- _WHAT IS BEING ASKED_:
Copy out each line of the data below in which the string "clicks" appears.

- _RECORD EXTRACTS_:
:::
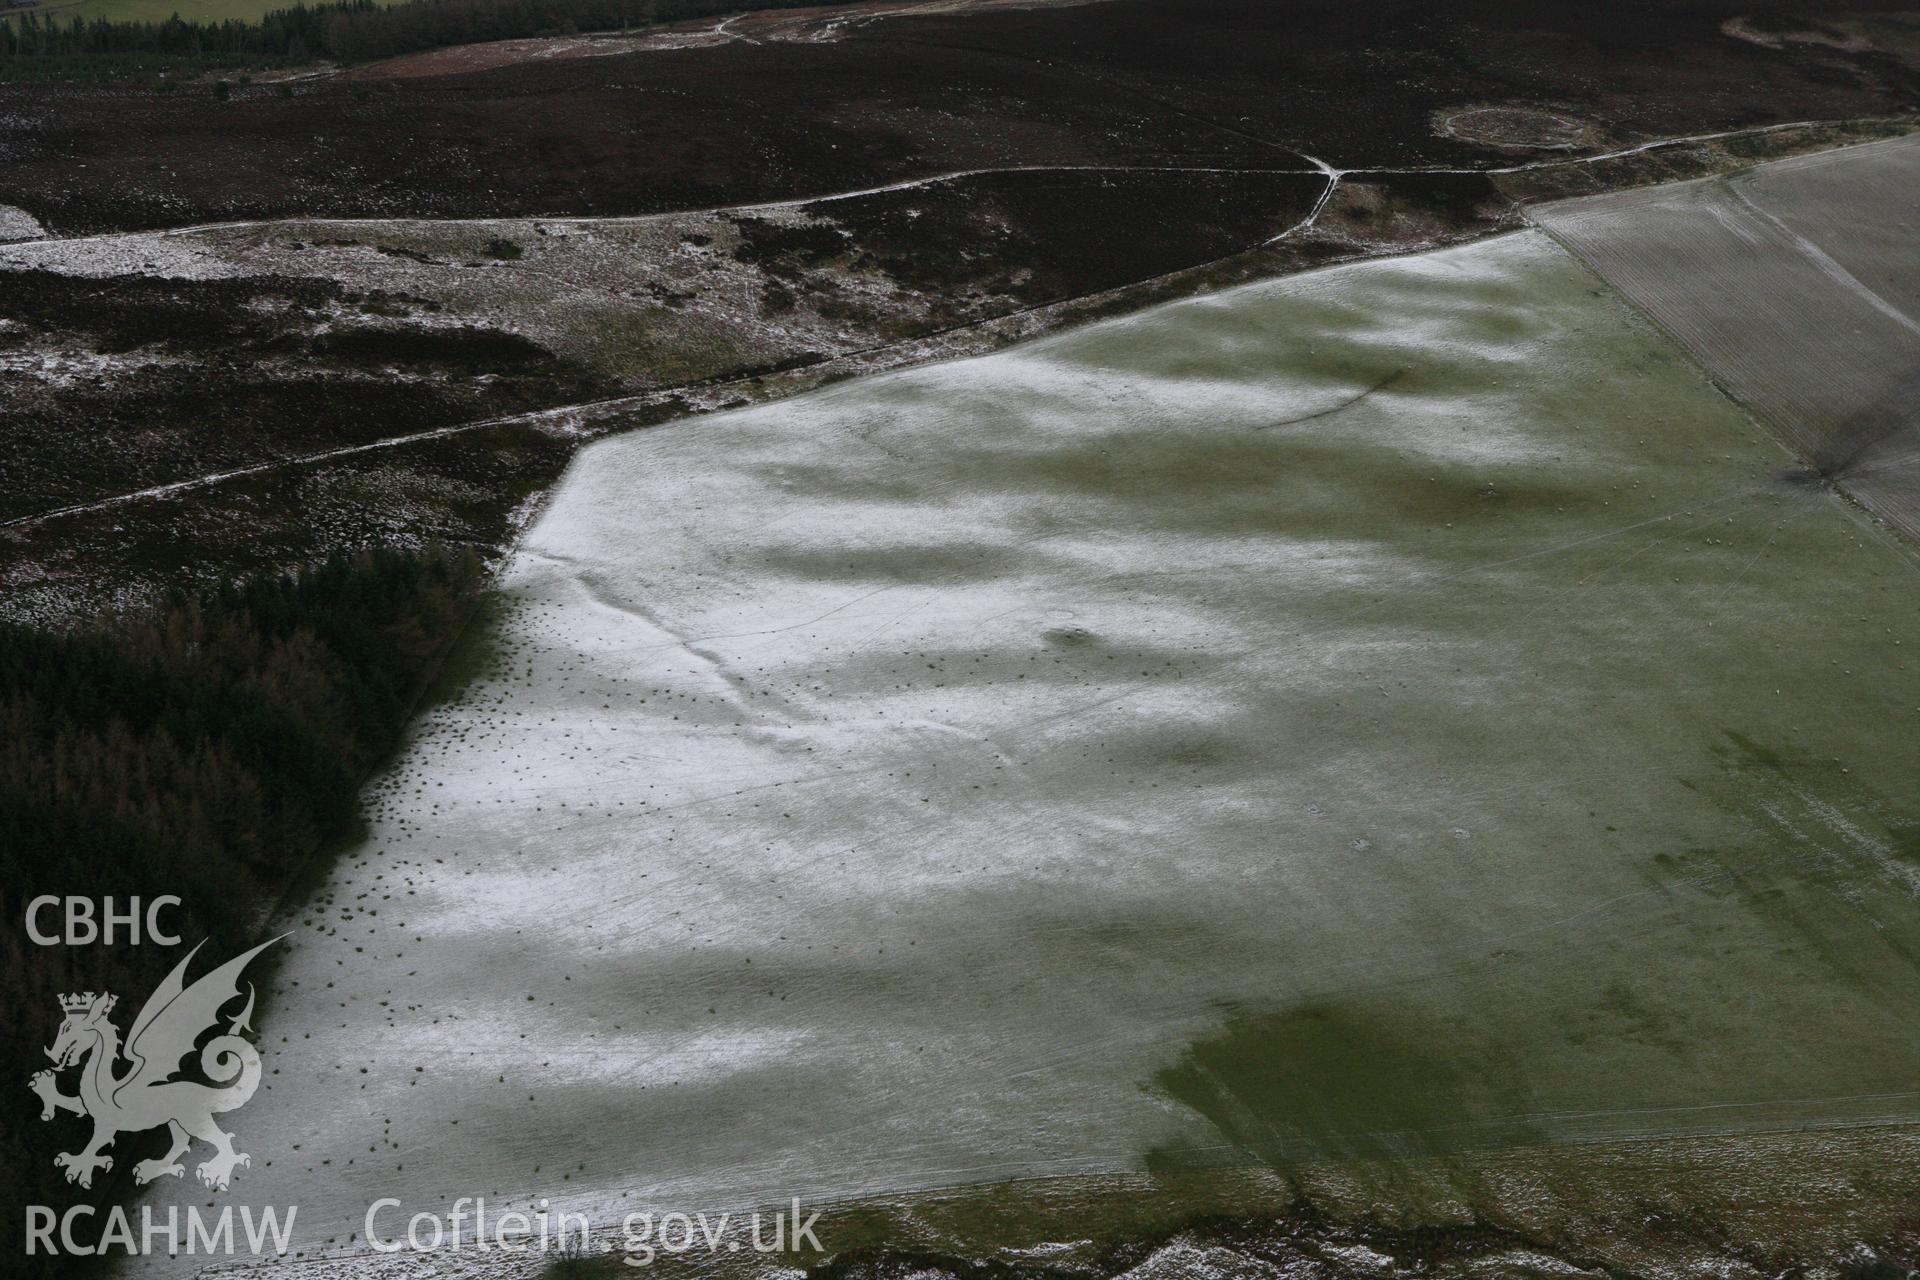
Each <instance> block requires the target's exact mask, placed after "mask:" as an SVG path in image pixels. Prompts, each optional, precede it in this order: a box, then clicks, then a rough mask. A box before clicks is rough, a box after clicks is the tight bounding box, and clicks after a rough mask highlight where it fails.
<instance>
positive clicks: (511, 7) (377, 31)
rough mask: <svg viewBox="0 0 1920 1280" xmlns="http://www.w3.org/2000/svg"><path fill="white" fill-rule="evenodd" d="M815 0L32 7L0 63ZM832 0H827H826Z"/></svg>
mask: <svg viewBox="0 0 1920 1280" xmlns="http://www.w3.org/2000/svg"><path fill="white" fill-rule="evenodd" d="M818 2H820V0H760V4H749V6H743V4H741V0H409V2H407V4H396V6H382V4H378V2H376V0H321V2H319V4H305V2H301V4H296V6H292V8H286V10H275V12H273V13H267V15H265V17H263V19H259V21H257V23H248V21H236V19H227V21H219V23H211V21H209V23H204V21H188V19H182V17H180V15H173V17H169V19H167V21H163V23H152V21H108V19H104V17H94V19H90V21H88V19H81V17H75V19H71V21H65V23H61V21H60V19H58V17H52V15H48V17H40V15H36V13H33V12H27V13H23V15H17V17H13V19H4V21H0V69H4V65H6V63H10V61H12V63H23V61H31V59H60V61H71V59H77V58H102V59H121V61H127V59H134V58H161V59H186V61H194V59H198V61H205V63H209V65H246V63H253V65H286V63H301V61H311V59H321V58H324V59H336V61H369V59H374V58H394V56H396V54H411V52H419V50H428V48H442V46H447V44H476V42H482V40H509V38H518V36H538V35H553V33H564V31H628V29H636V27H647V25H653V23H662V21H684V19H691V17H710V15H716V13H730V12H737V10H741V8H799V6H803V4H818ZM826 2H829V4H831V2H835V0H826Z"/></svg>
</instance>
:::
- _EXERCISE OUTPUT_:
Each <instance> block requires the target's exact mask, placed after "mask:" as an SVG path in image pixels. Prompts, each optional, precede it in this order: a box, then clicks, then a rough mask. A box before clicks is rough, a box after clicks is the tight bounding box, and clicks after a rough mask highlight where it fails.
positive clicks: (511, 7) (377, 31)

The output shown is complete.